**DOCUMENT EXCERPT:**
BEGIN
If, with a society more highly organized than any known to history, we still have anarchy in the production and distribution of our wealth, the remedy is, not less social organization, but more. If with all our dental science toothache still exists, the cure is not fewer dentists, but more dentistry. The need of to-day is not less society, but more social organization. There is no hope in going back to the small production of sixty years ago as Hearst and Bryan desire. Increasing the number of bandits in any society is not the concern of their victims. The golden age of labor is not in the past but in the future. The labor problem cannot be solved by going back to the scramble of the hog-pen or the methods of the jungle. There is no succour in flying at each other’s throats in the name of business.

Freedom cannot live in a society rent by class wars. Her conquests are only possible with a humanity united to subdue the cosmic world by which it is interprenetrated and surrounded.

Happily for us, society evolves independently of anybody’s opinion. Our opinions follow blindly and gropingly in the rear. The opinions of individualists do not manufacture social laws, according to certain ethical requirements; they interpret and explain those laws which they discover in operation. The fundamental question is not, “is Individualism better than Socialism?” but “Is society moving in the direction of the one or the other?”

To answer this question it is only necessary to compare the world of to-day with that of ten or even five years ago. America moves steadily toward Socialism, while Europe advances in great leaps. Every civilized country tells the same story, and the recent development of Finland and Austria astonished the world.

Society moves forward, as irresistibly as the ocean tides, and it moves in a direction predicted by those greatest thinkers of this or any age—the men who linked their lives with the blood and the tears and the struggles of half a century in the greatest cause that ever throbbed in the brain of man—the cause of Socialism.


X.
END
**ABOUT THIS EXERCISE:**
Answer these questions about the socialism passage:
1. Who does the passage say wants to go back to the small production of sixty years ago?
2. Freedom cannot live in what kind of society?
3. The recent development of which two countries astonished the world?

**EXTRACTED DATA:**
BEGIN
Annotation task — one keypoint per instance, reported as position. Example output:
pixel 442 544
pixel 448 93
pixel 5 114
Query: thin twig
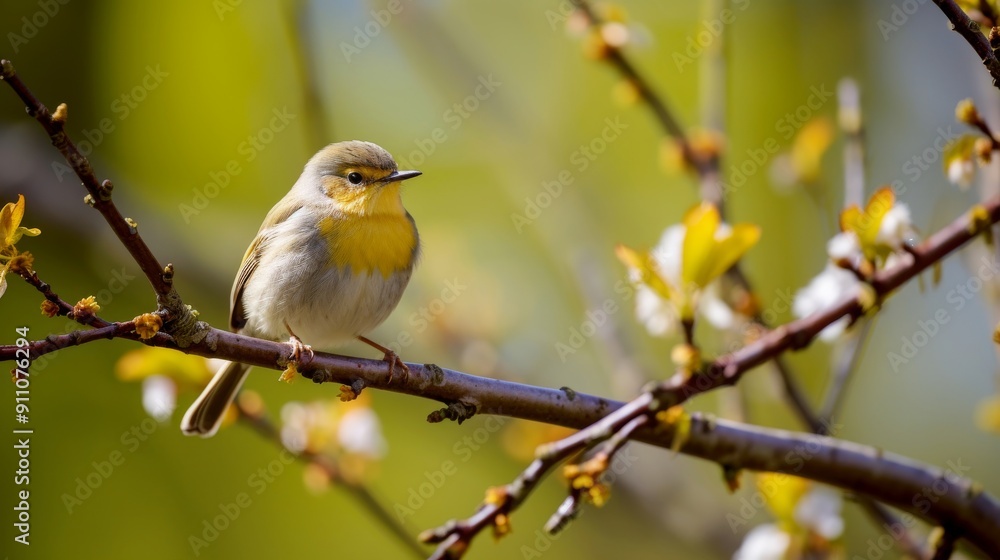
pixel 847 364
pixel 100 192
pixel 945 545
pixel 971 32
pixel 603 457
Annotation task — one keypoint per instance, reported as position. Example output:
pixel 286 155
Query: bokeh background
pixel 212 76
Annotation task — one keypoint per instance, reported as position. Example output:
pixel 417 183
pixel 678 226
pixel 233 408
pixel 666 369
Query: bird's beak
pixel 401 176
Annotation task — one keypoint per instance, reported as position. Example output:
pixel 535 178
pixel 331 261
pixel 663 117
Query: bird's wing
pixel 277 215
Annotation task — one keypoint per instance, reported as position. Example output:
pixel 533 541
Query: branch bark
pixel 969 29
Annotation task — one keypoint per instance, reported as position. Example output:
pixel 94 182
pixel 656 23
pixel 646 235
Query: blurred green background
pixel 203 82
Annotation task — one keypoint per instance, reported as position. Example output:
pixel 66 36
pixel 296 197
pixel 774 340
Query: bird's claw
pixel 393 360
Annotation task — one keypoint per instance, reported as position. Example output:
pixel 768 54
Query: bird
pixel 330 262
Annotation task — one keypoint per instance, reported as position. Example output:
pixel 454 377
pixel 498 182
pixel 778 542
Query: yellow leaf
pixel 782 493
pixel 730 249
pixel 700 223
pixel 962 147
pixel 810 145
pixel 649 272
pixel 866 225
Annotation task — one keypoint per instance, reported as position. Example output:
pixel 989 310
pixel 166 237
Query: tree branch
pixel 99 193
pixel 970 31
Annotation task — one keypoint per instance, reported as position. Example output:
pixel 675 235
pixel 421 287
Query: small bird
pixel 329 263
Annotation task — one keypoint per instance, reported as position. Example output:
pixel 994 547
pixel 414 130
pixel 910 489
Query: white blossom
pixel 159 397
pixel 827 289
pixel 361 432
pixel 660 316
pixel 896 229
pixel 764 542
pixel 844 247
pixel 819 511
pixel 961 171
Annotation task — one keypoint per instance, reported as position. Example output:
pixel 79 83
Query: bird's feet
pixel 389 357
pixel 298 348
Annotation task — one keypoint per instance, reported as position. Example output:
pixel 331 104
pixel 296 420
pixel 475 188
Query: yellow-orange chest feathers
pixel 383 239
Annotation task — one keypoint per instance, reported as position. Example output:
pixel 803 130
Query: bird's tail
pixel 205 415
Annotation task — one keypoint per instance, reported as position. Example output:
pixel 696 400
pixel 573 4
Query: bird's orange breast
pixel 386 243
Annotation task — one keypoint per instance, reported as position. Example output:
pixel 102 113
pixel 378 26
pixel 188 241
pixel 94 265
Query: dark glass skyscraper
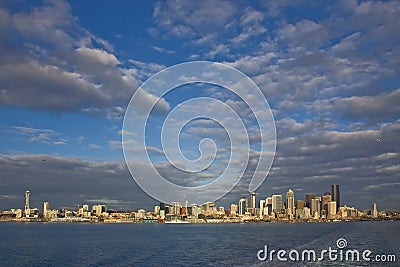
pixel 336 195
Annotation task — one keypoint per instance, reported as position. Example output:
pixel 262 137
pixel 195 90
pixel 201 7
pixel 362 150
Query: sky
END
**REPLY:**
1. Hearst and Bryan
2. A society rent by class wars
3. Finland and Austria